Python bindings are not changing nor expected to change any time soon.
The binding is also not a OVMS C++ API binding, but just pyovms for Python code execution in OVMS. I don't think it's worth having here.

Comment on lines +175 to +192
4. **Python bindings**: if C++ APIs change, check whether the corresponding pybind11 wrappers in `src/python/` need updates.
5. **Documentation**: ensure new public APIs have docstrings in C++ headers and Python bindings; update `docs/` as needed.
6. **Test coverage**: ensure that new features or changes have corresponding tests in `src/test/`.
7. **Formatting & safety:**
- No `using namespace std; using namespace ov;`. Prefer explicit using with specific symbols if needed, for readability.
- No `auto` for primitive types where it obscures readability.
- Use `const` and `constexpr` wherever possible.
8. Pass non-fundamental values by `const` reference wherever possible.

*DIRECTIONS*.
Update the review guidelines between "Comment on lines" and "reference wherever possible.", inclusive, replacing "wherever possible" with "whenever feasible".

*Image-grounded pointing data*.

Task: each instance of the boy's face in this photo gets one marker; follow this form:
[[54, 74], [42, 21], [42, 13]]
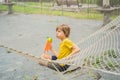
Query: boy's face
[[60, 34]]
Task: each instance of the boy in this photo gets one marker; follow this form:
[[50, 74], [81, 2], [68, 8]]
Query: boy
[[66, 48]]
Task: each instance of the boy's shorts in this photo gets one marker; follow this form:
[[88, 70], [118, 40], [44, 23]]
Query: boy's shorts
[[56, 66]]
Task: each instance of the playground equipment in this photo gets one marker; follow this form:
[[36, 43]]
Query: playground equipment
[[106, 10], [10, 4]]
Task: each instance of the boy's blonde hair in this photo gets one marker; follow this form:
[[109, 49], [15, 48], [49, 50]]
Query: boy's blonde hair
[[65, 28]]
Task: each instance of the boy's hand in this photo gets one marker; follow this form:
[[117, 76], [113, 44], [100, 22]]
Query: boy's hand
[[46, 56]]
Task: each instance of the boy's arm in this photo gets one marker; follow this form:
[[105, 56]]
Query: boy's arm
[[54, 52], [75, 49]]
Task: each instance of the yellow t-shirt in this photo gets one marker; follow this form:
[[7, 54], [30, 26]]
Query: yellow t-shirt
[[65, 48]]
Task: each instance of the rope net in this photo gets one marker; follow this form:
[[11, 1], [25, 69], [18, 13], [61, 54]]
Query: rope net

*WRITTEN SOLUTION*.
Comment on lines +175 to +192
4. **Python bindings**: if C++ APIs change, check whether the corresponding pybind11 wrappers in `src/python/` need updates.
5. **Documentation**: ensure new public APIs have docstrings in C++ headers and Python bindings; update `docs/` as needed.
6. **Test coverage**: ensure that new features or changes have corresponding tests in `src/test/`.
7. **Formatting & safety:**
- No `using namespace std; using namespace ov;`. Prefer explicit using with specific symbols if needed, for readability.
- No `auto` for primitive types where it obscures readability.
- Use `const` and `constexpr` whenever feasible.
8. Pass non-fundamental values by `const` reference whenever feasible.